(PROVIDED PASSAGE Opens)
Dual acting antidepressants: what are the key aspects in terms of short and long term clinical efficacy?
- Stefanie Krüger1
© Krüger; licensee BioMed Central Ltd. 2007
Published: 19 December 2007
With treatment to remission as the gold standard for depression treatment, there is considerable reassessment of treatment approaches with the view to finding and employing agents capable of rapidly eliminating all symptoms and returning patients to normalcy. The selective serotonin reuptake inhibitors (SSRIs), the most commonly prescribed antidepressants, have a single-action mechanism involved in modulating the reuptake of the neurotransmitter serotonin. The selectivity of the SSRIs renders them safer and more tolerable than the earlier multi-acting monoamine oxidase inhibitors (MAOIs) and the tricyclic antidepressants (TCAs). However, because serotonin is not the only neurotransmitter implicated in the pathophysiology of depression, the selectivity that bestows safety to SSRIs may limit somewhat the antidepressant effect in some patients. A newer class of dual-action antidepressants is characterised by inhibiting both serotonin and noradrenaline at the presynaptic membrane and by a weak affinity with receptors at the postsynaptic membrane. These serotonin-norepinephrine reuptake inhibitors (SNRIs) have improved side effect profiles compared with the earlier multi-action antidepressants, compare favorably with the SSRIs on safety and tolerability, and reduce depression and its associated symptoms with greater rapidity. In addition, there is evidence that they may have prophylactic properties in preventing major depressive episodes.
This article is published under license to BioMed Central Ltd.
(PROVIDED PASSAGE Closes)
REQUIREMENT A: Using the abstract on dual-acting antidepressants, explain why the selectivity of SSRIs may limit their antidepressant effect in some patients.
REQUIREMENT B:
Answer the following from the abstract on dual-acting antidepressants.
(i) On what date was the article published?
(ii) Which antidepressants are described as the most commonly prescribed?
(iii) Which two neurotransmitters do the newer dual-action agents inhibit at the presynaptic membrane?
(INFORMATION SHOWN Opens)
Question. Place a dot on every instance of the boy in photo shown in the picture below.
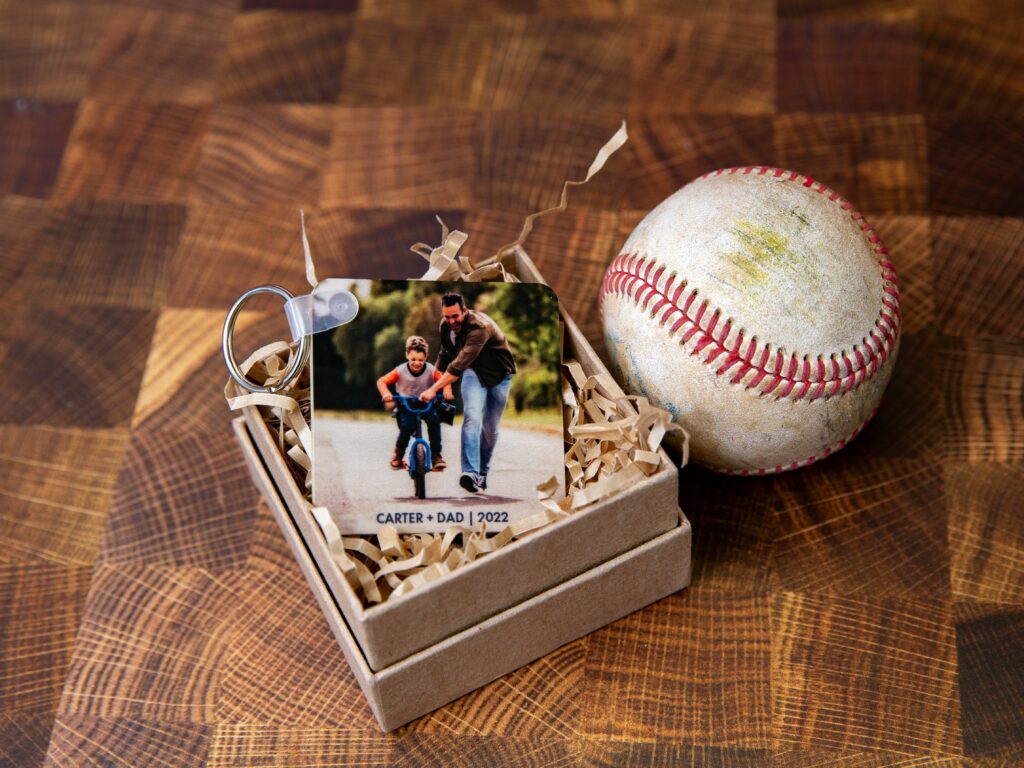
(INFORMATION SHOWN Closes)
WORKED SOLUTION A: Serotonin is not the only neurotransmitter implicated in the pathophysiology of depression. SSRIs act only on serotonin reuptake, so the selectivity that makes them safe may also limit their effect in some patients.

WORKED SOLUTION B:
(i) 19 December 2007
(ii) The selective serotonin reuptake inhibitors (SSRIs)
(iii) Serotonin and noradrenaline